▶ EXERCISE INSTRUCTIONS: Please copy exactly every line from the one that contains "Study the picture above. For each instance of the puppy's neck" to the end of the data below, with both ends included and no other lines.

▶ RECORD SET:
════════════════

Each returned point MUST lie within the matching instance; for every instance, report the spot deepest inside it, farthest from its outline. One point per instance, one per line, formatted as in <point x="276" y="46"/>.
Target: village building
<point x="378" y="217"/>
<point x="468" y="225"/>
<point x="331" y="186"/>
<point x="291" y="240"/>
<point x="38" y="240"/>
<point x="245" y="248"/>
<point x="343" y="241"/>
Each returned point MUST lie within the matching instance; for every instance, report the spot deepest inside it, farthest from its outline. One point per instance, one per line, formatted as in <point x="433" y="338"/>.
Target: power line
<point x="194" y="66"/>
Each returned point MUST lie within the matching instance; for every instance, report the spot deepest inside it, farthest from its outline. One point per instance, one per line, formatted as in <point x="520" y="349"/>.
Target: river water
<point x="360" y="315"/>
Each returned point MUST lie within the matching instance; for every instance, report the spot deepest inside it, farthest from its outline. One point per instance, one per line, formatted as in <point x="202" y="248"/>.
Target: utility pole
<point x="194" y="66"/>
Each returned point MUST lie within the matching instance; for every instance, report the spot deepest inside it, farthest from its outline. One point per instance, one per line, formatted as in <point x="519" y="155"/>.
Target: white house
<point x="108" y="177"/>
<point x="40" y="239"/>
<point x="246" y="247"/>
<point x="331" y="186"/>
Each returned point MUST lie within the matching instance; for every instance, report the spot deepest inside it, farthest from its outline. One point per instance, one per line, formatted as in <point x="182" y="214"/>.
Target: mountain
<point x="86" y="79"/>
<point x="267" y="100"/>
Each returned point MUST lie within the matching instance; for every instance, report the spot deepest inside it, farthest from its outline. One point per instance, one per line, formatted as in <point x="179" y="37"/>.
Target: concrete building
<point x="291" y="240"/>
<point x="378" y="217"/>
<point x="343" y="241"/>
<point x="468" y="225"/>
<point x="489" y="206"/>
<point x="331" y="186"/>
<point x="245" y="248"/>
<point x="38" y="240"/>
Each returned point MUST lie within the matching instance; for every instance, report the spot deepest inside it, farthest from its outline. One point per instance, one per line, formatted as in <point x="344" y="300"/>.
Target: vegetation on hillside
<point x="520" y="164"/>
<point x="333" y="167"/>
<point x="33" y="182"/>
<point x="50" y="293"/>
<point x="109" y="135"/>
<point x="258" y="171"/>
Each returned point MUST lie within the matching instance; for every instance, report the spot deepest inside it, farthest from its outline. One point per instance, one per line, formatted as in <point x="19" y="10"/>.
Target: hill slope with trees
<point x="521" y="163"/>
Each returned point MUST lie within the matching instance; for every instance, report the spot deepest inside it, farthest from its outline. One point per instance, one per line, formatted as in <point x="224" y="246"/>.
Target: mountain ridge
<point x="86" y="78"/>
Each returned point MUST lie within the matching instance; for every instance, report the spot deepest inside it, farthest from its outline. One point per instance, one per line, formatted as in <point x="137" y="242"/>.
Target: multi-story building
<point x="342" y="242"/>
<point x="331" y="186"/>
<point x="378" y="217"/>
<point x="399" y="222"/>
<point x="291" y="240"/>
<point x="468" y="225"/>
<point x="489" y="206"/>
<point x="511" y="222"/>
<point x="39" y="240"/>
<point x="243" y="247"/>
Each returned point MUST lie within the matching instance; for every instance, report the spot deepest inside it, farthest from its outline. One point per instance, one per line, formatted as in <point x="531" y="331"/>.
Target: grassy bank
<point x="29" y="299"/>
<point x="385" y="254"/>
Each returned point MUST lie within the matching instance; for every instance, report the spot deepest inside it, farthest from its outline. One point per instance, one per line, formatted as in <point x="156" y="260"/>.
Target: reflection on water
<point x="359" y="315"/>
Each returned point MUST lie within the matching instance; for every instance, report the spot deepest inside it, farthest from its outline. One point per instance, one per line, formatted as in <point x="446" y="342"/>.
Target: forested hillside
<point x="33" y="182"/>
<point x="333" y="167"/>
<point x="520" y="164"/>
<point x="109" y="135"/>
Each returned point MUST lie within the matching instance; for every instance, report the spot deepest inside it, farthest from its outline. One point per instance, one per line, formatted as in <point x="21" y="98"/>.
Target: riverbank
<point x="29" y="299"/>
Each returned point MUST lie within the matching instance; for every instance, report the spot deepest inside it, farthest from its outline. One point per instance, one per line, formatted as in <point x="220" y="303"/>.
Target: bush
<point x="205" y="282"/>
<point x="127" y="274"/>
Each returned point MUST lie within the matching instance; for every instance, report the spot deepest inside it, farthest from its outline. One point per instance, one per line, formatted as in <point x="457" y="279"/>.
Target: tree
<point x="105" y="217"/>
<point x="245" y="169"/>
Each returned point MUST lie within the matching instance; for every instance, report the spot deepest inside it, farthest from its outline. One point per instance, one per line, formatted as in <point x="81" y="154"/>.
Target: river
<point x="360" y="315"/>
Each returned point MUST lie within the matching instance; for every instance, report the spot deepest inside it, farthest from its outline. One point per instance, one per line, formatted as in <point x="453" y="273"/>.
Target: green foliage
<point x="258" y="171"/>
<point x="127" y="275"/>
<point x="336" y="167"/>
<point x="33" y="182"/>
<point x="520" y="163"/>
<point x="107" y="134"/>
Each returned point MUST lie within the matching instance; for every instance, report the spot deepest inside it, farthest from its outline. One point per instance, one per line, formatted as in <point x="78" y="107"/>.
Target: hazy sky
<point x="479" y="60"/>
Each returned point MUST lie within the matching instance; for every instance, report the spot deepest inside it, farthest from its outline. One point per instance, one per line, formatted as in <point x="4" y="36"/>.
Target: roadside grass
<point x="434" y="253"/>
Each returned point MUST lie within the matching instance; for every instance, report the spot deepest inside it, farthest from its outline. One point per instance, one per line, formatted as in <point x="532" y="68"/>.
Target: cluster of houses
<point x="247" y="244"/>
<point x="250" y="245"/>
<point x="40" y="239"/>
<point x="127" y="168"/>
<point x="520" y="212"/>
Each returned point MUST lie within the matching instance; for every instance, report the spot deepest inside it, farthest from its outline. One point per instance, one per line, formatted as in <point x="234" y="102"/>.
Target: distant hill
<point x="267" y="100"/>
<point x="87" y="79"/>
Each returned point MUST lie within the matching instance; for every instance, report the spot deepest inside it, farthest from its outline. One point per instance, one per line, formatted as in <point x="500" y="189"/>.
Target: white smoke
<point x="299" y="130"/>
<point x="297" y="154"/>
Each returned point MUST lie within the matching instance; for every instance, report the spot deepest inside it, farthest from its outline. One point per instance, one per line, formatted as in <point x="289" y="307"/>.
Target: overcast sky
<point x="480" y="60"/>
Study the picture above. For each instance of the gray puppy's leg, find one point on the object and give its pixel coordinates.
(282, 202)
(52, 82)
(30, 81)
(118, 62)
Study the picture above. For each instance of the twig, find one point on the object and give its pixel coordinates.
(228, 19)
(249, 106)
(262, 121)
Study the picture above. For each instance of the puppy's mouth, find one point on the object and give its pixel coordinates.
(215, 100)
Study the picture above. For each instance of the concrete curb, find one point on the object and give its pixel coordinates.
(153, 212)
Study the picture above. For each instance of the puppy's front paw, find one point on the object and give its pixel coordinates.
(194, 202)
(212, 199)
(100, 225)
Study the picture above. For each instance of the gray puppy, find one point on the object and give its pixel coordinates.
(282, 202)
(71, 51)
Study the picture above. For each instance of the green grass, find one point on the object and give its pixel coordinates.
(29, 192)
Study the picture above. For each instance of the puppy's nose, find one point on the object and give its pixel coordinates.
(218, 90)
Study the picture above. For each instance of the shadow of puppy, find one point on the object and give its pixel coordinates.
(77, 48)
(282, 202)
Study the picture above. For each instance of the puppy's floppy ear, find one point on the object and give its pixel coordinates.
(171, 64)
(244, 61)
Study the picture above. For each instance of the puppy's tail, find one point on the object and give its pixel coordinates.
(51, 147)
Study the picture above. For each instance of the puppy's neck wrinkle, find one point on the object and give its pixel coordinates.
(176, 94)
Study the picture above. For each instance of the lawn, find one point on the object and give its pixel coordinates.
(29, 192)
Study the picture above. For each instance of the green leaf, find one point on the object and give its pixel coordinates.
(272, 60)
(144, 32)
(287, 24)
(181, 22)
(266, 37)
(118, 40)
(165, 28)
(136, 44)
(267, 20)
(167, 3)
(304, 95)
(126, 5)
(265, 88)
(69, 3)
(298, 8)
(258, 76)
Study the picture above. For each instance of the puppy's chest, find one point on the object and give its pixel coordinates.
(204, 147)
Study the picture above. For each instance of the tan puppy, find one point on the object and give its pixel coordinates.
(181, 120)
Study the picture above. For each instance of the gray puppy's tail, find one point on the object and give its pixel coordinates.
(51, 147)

════════════════

▶ TASK RESPONSE:
Study the picture above. For each instance of the puppy's neck wrinkle, find one point on the object and give its pixel coordinates.
(176, 94)
Study the picture above. For each instance of the lawn, find one point on the object and give its pixel coordinates.
(29, 192)
Study the picture above. For each instance of the green leaf, find one point on the object and give its pixel coordinates.
(272, 60)
(144, 32)
(287, 24)
(181, 22)
(266, 37)
(118, 40)
(165, 28)
(136, 44)
(267, 20)
(167, 3)
(304, 95)
(126, 5)
(265, 88)
(69, 3)
(298, 8)
(258, 76)
Study the picture above. For each instance of the puppy's chest, find one point on the object and give its pixel coordinates.
(204, 147)
Study the picture above. For each instance of the tan puppy, find one point on the object and give its pixel coordinates.
(181, 120)
Study the picture above. For each instance of the gray puppy's tail, find one point on the object and give its pixel coordinates.
(51, 147)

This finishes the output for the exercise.